[What this task involves]: Exactly as given, write out the lines from the one containing "Mark the concrete" through the end of the listing, with both ends included and nothing else.

[Dataset rows]:

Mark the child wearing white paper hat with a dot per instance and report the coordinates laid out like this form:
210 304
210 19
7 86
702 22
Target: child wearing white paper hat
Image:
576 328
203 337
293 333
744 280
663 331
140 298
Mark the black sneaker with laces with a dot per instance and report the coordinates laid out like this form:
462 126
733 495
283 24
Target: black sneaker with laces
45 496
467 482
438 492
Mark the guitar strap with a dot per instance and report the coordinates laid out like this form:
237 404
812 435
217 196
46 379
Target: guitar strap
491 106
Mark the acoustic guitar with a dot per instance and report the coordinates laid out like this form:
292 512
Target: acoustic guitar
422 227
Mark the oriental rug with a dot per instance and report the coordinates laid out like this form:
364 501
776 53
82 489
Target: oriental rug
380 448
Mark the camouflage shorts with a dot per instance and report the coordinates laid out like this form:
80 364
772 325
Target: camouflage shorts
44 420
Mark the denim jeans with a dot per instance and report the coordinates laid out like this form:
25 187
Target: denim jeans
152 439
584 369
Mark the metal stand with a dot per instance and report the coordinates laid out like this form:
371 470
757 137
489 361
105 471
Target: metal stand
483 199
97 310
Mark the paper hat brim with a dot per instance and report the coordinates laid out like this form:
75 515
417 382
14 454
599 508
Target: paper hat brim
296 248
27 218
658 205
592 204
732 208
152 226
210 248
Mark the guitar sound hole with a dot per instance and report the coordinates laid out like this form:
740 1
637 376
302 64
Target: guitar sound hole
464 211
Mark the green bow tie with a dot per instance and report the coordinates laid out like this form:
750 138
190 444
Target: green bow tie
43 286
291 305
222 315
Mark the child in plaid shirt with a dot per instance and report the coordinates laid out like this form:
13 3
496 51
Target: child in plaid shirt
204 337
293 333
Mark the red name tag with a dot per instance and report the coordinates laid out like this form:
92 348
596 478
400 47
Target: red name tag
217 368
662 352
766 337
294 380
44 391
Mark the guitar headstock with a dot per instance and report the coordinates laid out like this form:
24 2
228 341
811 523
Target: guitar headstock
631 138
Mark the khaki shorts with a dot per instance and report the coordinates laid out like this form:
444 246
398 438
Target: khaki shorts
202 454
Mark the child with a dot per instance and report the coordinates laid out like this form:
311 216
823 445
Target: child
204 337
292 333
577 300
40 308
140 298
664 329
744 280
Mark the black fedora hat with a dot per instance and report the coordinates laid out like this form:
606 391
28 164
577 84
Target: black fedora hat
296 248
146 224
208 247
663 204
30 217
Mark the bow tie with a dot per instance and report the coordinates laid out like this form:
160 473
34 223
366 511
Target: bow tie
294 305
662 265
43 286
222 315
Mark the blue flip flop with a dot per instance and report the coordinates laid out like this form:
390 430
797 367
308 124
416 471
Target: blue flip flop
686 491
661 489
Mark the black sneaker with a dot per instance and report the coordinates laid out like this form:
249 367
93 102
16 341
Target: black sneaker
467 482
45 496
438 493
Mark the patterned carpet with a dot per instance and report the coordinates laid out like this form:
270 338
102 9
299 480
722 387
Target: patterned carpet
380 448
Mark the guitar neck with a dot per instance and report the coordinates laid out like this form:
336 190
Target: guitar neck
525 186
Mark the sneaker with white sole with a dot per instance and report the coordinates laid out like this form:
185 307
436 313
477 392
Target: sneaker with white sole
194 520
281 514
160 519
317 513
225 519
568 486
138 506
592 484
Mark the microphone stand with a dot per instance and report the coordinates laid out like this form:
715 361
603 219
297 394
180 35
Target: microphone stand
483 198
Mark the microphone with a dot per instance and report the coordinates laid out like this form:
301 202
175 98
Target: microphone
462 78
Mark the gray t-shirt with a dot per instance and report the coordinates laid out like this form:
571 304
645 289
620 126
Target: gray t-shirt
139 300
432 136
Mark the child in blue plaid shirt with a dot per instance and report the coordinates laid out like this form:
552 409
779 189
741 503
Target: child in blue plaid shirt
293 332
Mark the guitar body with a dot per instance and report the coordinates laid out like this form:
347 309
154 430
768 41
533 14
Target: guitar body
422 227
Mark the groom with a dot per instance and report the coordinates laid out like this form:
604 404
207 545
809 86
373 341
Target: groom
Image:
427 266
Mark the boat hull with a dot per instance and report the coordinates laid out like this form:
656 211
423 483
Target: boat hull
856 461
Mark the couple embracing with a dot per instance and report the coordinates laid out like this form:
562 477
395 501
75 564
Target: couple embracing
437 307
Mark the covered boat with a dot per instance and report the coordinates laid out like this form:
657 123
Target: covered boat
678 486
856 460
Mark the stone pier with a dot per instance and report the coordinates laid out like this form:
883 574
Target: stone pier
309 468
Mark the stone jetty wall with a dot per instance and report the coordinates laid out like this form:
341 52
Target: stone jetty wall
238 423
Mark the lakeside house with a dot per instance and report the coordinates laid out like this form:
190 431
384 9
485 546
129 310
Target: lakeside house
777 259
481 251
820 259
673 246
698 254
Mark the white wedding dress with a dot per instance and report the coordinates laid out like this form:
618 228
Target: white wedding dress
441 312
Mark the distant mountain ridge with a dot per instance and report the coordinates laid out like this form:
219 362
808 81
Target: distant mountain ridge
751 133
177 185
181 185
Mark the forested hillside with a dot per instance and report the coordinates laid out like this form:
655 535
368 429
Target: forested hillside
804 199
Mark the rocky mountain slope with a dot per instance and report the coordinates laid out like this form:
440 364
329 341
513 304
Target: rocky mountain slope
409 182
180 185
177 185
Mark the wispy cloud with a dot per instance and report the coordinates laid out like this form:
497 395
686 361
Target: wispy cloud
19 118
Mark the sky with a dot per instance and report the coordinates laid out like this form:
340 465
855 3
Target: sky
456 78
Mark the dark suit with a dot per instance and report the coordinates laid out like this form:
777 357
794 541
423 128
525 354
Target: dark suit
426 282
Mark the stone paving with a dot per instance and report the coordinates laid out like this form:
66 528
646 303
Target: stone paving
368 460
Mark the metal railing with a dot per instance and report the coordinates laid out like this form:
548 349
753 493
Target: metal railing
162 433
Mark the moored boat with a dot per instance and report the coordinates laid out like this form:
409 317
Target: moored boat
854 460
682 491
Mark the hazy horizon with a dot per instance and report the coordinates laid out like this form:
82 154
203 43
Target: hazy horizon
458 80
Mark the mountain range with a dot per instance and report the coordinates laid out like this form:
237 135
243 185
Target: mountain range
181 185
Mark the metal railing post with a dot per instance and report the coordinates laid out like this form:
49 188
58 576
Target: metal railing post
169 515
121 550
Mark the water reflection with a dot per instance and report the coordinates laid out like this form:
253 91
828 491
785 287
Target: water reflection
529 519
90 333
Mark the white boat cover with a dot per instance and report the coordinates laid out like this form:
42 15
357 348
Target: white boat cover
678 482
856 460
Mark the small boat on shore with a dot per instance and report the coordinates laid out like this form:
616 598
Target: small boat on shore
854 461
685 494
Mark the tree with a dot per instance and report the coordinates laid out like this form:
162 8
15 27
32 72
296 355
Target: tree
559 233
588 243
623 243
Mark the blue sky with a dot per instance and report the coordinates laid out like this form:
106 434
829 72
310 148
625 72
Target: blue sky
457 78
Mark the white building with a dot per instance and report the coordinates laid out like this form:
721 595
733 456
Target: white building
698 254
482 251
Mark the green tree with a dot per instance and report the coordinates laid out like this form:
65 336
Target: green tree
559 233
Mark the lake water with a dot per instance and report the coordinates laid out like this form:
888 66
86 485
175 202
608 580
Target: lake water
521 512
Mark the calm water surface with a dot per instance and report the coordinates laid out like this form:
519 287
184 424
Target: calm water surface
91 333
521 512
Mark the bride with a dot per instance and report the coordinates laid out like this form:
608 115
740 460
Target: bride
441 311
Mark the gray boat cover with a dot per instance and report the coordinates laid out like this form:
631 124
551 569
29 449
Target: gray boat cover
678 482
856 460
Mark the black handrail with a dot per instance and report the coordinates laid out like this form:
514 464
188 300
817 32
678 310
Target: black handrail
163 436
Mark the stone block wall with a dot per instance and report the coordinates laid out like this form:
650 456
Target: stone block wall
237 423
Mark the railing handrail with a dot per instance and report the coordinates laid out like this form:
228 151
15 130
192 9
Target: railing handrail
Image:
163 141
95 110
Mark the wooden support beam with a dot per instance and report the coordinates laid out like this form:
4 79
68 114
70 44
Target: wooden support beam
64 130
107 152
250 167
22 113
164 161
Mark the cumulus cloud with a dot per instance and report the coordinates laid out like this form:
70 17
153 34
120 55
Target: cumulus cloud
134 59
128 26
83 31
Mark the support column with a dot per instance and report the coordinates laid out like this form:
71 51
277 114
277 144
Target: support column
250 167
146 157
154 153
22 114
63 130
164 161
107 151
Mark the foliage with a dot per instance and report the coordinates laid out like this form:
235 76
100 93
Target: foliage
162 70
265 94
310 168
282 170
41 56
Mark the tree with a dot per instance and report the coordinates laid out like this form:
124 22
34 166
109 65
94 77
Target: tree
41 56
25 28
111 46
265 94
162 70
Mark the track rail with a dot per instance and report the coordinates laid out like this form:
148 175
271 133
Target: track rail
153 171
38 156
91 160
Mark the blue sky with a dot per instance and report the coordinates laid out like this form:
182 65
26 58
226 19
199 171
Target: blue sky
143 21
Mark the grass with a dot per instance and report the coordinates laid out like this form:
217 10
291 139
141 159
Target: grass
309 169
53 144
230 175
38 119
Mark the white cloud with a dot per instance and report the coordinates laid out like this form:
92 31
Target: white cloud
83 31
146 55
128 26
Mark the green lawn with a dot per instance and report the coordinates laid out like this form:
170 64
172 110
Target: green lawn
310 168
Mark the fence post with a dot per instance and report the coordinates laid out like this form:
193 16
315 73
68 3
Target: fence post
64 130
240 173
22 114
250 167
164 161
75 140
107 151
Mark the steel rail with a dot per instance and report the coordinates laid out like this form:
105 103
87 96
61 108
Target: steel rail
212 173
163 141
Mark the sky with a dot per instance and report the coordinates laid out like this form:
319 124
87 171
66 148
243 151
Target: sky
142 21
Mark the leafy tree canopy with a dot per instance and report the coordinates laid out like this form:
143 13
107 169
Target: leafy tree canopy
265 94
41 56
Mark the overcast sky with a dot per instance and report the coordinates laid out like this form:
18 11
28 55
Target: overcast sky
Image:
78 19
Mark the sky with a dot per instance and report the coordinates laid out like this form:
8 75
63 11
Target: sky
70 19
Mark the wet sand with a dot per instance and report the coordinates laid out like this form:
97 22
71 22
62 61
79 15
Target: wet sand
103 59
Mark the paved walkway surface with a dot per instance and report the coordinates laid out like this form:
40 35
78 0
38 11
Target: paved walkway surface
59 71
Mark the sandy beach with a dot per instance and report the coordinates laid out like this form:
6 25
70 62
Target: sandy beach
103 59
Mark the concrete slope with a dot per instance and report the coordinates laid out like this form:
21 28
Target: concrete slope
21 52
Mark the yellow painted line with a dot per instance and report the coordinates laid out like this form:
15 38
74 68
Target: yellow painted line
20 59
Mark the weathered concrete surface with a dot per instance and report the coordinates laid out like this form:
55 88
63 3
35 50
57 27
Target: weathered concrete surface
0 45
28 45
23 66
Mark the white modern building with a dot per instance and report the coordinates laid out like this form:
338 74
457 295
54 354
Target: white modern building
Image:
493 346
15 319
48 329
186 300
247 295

[Answer for this exercise]:
Mark the concrete slope with a dot per instance and report the coordinates laid out like this form:
21 28
Target: concrete slope
21 52
Mark the yellow painted line with a dot per instance and report the coordinates laid out like this form:
15 38
74 68
Target: yellow painted line
20 59
Mark the weathered concrete surface with a dot per instance and report the coordinates laid out like this form:
55 88
63 3
35 50
57 27
Target: weathered concrete surface
0 45
28 45
23 66
Mark the white modern building with a dot per instance and report the coordinates laid out like this form:
338 74
457 295
54 354
Target: white modern building
Image:
493 346
15 319
48 329
186 300
247 295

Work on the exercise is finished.